**Task objective**
Change every "pixel coordinates" in the records below to "image coordinates" and copy the rest without alteration. Omit the pictures from your answer.

**Stored data**
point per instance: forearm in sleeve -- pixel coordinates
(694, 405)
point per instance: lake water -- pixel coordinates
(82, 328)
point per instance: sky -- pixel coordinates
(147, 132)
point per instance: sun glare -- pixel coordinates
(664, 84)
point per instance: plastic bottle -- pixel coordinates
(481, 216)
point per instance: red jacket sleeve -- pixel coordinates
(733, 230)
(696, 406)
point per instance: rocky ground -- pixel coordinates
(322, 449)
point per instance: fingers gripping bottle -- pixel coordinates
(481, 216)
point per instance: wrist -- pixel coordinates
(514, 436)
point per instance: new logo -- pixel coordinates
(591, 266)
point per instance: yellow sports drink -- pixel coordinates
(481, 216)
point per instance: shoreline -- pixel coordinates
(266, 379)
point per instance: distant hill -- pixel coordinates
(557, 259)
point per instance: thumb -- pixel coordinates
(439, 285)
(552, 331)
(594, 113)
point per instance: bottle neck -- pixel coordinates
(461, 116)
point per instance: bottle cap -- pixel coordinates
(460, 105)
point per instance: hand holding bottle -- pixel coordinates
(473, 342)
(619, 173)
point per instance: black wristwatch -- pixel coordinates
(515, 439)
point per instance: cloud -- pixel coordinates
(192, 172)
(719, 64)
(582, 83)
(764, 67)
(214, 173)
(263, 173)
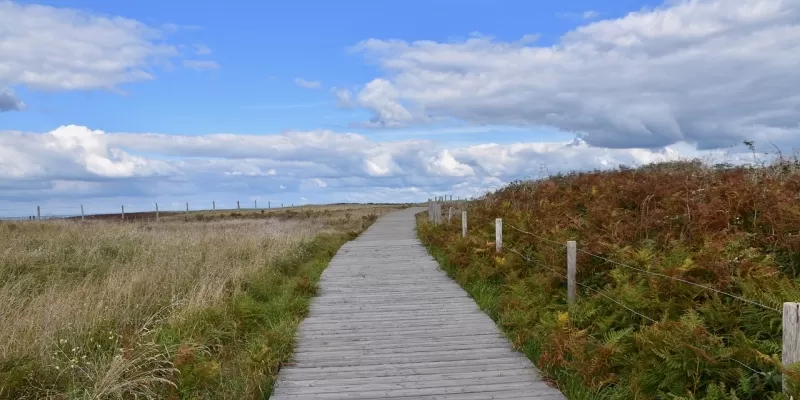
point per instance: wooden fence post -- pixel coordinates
(791, 338)
(571, 270)
(498, 235)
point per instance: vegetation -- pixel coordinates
(204, 309)
(734, 229)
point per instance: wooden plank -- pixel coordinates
(389, 324)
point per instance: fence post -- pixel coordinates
(791, 337)
(571, 270)
(498, 235)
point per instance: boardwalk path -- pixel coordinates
(389, 324)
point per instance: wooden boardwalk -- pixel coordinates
(389, 324)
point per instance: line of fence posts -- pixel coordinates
(791, 311)
(122, 209)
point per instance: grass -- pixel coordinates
(730, 228)
(204, 309)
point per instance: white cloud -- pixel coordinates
(71, 153)
(9, 101)
(75, 162)
(201, 65)
(201, 50)
(344, 99)
(381, 97)
(712, 72)
(51, 48)
(586, 15)
(307, 84)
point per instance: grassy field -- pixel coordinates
(176, 309)
(731, 229)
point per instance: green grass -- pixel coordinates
(169, 310)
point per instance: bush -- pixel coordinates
(731, 229)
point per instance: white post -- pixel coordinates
(571, 270)
(498, 235)
(463, 224)
(791, 337)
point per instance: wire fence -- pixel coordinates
(681, 280)
(137, 210)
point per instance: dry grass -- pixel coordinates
(111, 310)
(733, 229)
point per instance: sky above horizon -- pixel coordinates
(131, 103)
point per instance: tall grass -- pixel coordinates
(156, 310)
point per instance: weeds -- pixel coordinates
(734, 229)
(204, 309)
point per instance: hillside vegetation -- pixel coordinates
(169, 310)
(634, 334)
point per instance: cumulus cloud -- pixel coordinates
(307, 84)
(201, 50)
(344, 99)
(9, 101)
(71, 153)
(52, 48)
(586, 15)
(712, 73)
(201, 65)
(74, 162)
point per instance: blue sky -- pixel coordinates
(109, 102)
(263, 46)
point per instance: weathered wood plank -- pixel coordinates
(389, 324)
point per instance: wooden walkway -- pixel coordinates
(389, 324)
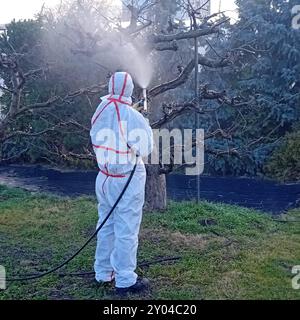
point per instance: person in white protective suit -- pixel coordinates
(119, 134)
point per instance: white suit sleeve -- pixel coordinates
(140, 135)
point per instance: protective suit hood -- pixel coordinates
(120, 87)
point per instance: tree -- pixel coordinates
(78, 38)
(266, 72)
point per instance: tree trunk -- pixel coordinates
(156, 189)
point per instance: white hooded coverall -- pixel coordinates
(118, 133)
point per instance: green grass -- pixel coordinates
(227, 252)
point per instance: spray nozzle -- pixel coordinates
(145, 99)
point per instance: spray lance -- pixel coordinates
(142, 105)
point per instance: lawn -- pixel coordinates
(226, 252)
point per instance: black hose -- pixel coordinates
(43, 274)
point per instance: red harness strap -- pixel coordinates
(115, 101)
(111, 175)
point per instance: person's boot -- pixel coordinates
(141, 285)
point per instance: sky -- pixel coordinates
(24, 9)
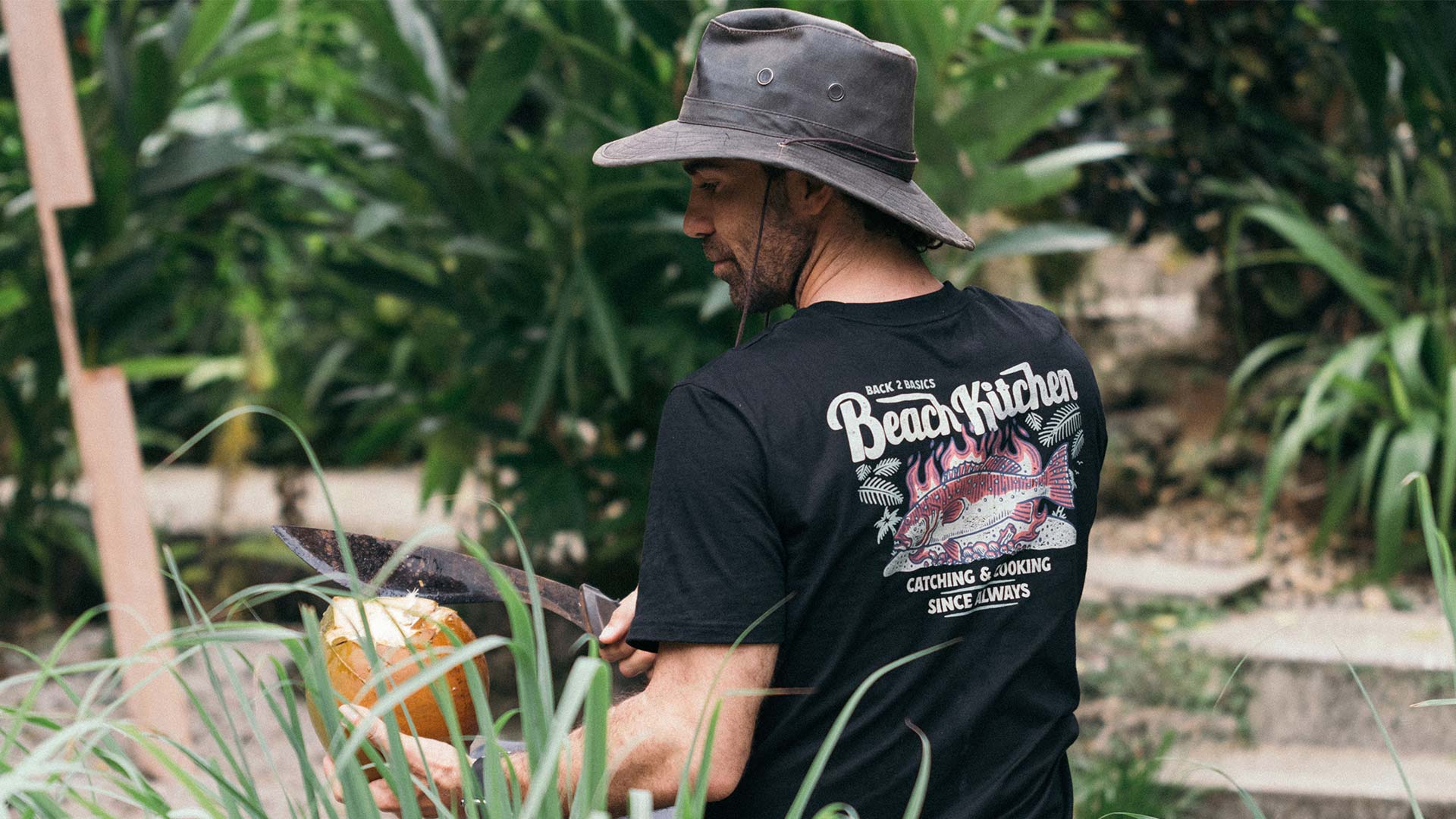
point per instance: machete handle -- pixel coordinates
(598, 608)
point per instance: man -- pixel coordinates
(896, 466)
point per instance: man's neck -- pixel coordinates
(861, 273)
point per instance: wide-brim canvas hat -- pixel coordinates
(802, 93)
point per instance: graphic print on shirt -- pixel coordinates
(993, 479)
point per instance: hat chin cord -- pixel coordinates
(753, 271)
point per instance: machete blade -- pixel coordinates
(443, 576)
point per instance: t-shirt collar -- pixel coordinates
(915, 309)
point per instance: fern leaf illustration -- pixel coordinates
(880, 493)
(1060, 426)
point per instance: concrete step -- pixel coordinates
(1302, 692)
(1123, 577)
(1302, 781)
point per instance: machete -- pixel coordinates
(443, 576)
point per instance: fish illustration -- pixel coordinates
(977, 502)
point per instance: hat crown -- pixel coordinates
(801, 76)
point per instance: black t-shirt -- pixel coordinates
(908, 472)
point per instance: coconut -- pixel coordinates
(408, 632)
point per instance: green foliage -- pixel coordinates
(1125, 783)
(1381, 395)
(80, 755)
(382, 219)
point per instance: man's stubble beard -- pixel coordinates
(785, 251)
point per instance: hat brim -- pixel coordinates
(674, 140)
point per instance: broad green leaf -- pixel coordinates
(1370, 460)
(1338, 503)
(1363, 287)
(1074, 156)
(1407, 341)
(190, 161)
(271, 50)
(209, 24)
(498, 80)
(1037, 240)
(995, 121)
(419, 33)
(1055, 53)
(12, 299)
(1008, 186)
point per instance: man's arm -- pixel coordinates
(650, 735)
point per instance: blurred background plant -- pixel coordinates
(382, 221)
(1367, 375)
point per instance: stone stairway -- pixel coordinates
(1310, 745)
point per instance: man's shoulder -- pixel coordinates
(759, 362)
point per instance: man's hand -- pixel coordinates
(615, 649)
(428, 761)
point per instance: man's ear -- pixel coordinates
(807, 194)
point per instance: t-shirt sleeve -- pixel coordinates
(712, 560)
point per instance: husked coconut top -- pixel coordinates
(392, 621)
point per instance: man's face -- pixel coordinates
(723, 210)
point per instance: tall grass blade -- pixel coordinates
(922, 780)
(1385, 735)
(832, 739)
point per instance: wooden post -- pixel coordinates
(101, 406)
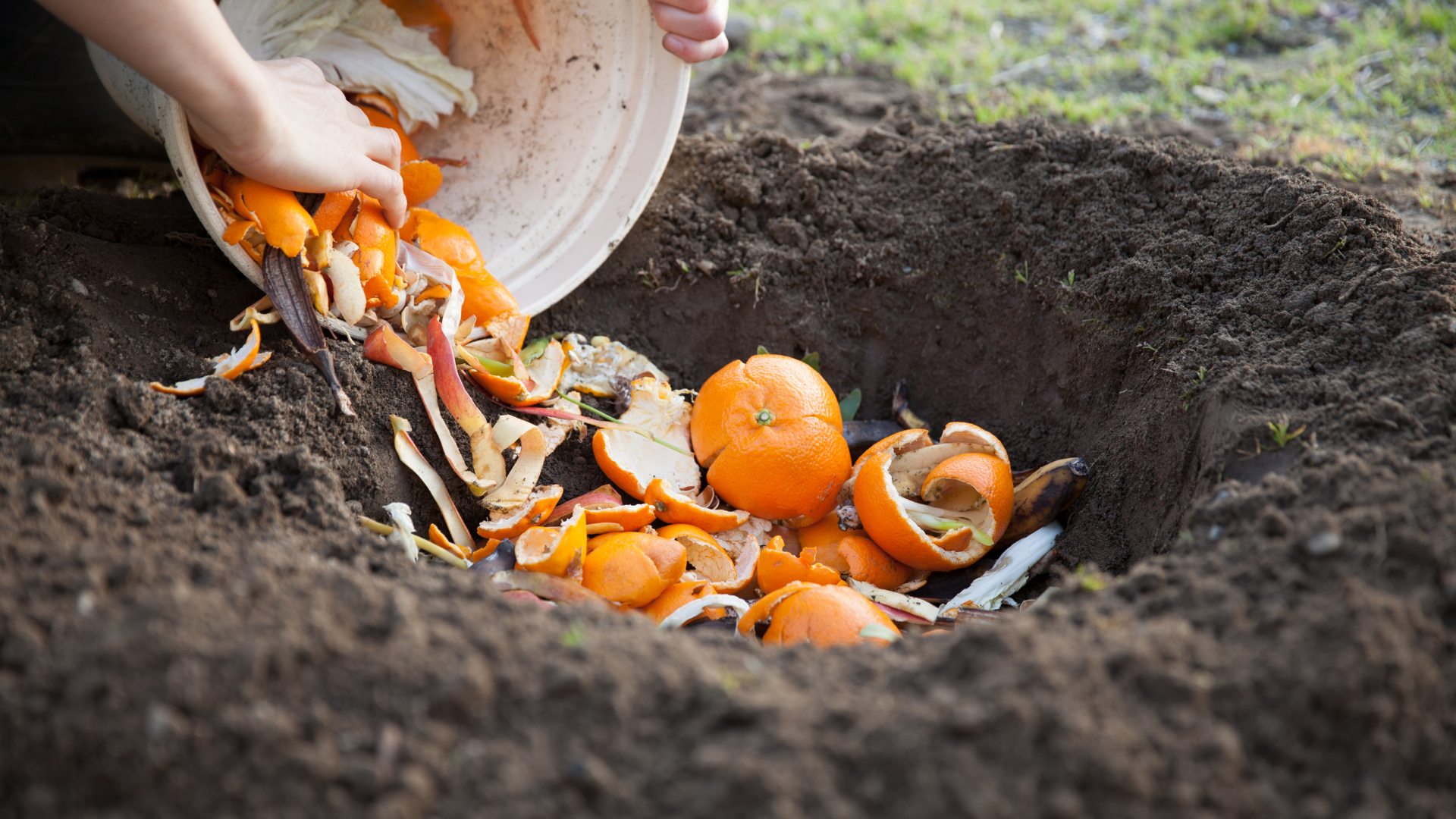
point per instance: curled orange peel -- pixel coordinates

**Exercise output**
point per instance: forearm in sleeve -- image coordinates
(694, 405)
point per instance: lake water -- image coordinates
(82, 328)
point per instance: sky -- image coordinates
(147, 132)
point per instance: sun glare -- image coordinates
(664, 84)
point per instance: plastic bottle -- image coordinates
(481, 216)
point per instance: red jacket sleeve -- image coordinates
(733, 230)
(696, 406)
point per instance: rocky ground -- image coordinates
(322, 449)
point per instance: fingers gripping bottle -- image coordinates
(481, 216)
point per instance: wrist -- image coordinates
(514, 436)
point per instance: new logo -- image coordinates
(591, 266)
point per instance: yellow sports drink -- image coordinates
(481, 216)
point per instance: shoreline -- image coordinates
(266, 379)
point per instance: distant hill -- image coordinates
(557, 259)
point per instance: thumb -- image coordinates
(439, 285)
(552, 331)
(594, 113)
point per instance: bottle neck -- image coordinates
(461, 116)
point per instance: bottle cap -- image coordinates
(460, 105)
point per instance: hand holding bottle -- image coordinates
(473, 342)
(619, 173)
point per instance: black wristwatch -- image coordinates
(515, 439)
point per instance: cloud -- image coordinates
(192, 172)
(719, 64)
(582, 83)
(764, 67)
(214, 173)
(263, 173)
point per instance: wooden fence post -- image coordinates
(791, 338)
(571, 270)
(498, 235)
point per instance: vegetation -- image coordinates
(204, 309)
(734, 229)
point per instance: wooden plank -- image coordinates
(389, 324)
point per instance: fence post -- image coordinates
(791, 337)
(571, 270)
(498, 235)
point per instance: boardwalk path -- image coordinates
(389, 324)
point per instance: wooden boardwalk -- image coordinates
(389, 324)
point per instance: line of fence posts -- image coordinates
(791, 311)
(122, 209)
point per instance: grass -- image coordinates
(730, 228)
(204, 309)
point per instance: white cloud -- image coordinates
(71, 153)
(9, 101)
(75, 162)
(201, 65)
(201, 50)
(344, 99)
(381, 97)
(712, 72)
(51, 48)
(586, 15)
(307, 84)
point per instance: grassy field -- image coordinates
(176, 309)
(731, 229)
point per instance: green grass -- image coordinates
(169, 310)
point per instance: bush -- image coordinates
(731, 229)
point per instance: white post -- image coordinates
(571, 270)
(498, 235)
(463, 224)
(791, 337)
point per instance: wire fence -- image coordinates
(681, 280)
(137, 210)
point per instance: dry grass -- image coordinates
(111, 310)
(733, 229)
point per instance: sky above horizon -- image coordinates
(131, 103)
point per instance: tall grass -- image coordinates
(156, 310)
point per instance: weeds -- image coordinates
(734, 229)
(204, 309)
point per instance: hillside vegetation -- image coordinates
(169, 310)
(634, 334)
point per instance: cumulus cloud -- image coordinates
(307, 84)
(201, 50)
(344, 99)
(9, 101)
(71, 153)
(52, 48)
(586, 15)
(712, 73)
(201, 65)
(74, 162)
point per instance: blue sky -- image coordinates
(109, 102)
(263, 46)
point per instance: weathered wood plank -- image coordinates
(389, 324)
point per instance: wooden walkway -- image coordinates
(389, 324)
point per instance: person in white protective suit -- image coordinates
(119, 134)
point per instance: white suit sleeve -- image coordinates
(140, 135)
point per instance: protective suit hood -- image coordinates
(120, 87)
point per instance: tree -- image coordinates
(78, 38)
(266, 72)
point per instance: tree trunk -- image coordinates
(156, 189)
point per instance: white hooded coverall -- image coordinates
(118, 133)
point per instance: green grass -- image coordinates
(227, 252)
point per instance: spray nozzle -- image coordinates
(145, 99)
point per instance: spray lance -- image coordinates
(142, 105)
point per instance: lawn -- image coordinates
(226, 252)
point per instance: black hose -- image coordinates
(43, 274)
point per instance: red harness strap -- image coordinates
(115, 101)
(111, 175)
point per instance: person's boot -- image coordinates
(141, 285)
point per instance: sky -- image coordinates
(24, 9)
point per instance: machete handle -- image coordinates
(598, 608)
point per instance: man -- image coordinates
(896, 466)
point per instance: man's neck -- image coordinates
(861, 273)
point per instance: wide-brim canvas hat -- image coordinates
(802, 93)
point per instance: graphic print on shirt -- image coordinates
(993, 479)
point per instance: hat chin cord -- image coordinates
(753, 271)
point per instance: machete blade -- image coordinates
(443, 576)
point per instance: t-shirt collar -- image coordinates
(915, 309)
point per instance: fern leaf illustration -- image coordinates
(880, 493)
(1060, 426)
point per instance: concrete step -- image coordinates
(1302, 692)
(1123, 577)
(1302, 781)
point per instance: machete -- image coordinates
(443, 576)
point per instance: fish illustration -- image coordinates
(977, 502)
point per instance: hat crown -- image coordinates
(801, 76)
point per instance: black t-shirt -- image coordinates
(908, 472)
point per instance: coconut -- image coordinates
(408, 632)
point per instance: green foliage -- image coordinates
(1125, 783)
(1381, 395)
(80, 755)
(382, 219)
point per instance: man's stubble beard -- image coordinates
(785, 251)
point per instance: hat brim -- image coordinates
(674, 140)
point per instance: broad green leaf -- image coordinates
(1370, 460)
(1338, 503)
(1363, 287)
(1074, 156)
(1407, 341)
(190, 161)
(271, 50)
(209, 24)
(498, 80)
(1037, 240)
(995, 121)
(419, 33)
(1055, 53)
(12, 299)
(1008, 186)
point per instance: man's arm -- image coordinates
(650, 735)
point per instance: blurred background plant -- image coordinates
(382, 221)
(1367, 375)
point per instance: stone stairway -- image coordinates
(1310, 745)
point per instance: man's shoulder -- image coordinates
(759, 362)
point per instance: man's hand -- image coordinates
(615, 649)
(428, 761)
point per instance: man's ear -- image coordinates
(807, 194)
point per instance: t-shirt sleeve -- image coordinates
(712, 560)
point per instance: husked coconut top -- image coordinates
(392, 621)
point per instance: man's face -- image coordinates
(723, 210)
point per instance: tall grass blade -- image coordinates
(922, 780)
(1385, 735)
(832, 739)
point per instance: wooden post -- image coordinates
(101, 406)
point per instance: curled orange peel -- image coordinates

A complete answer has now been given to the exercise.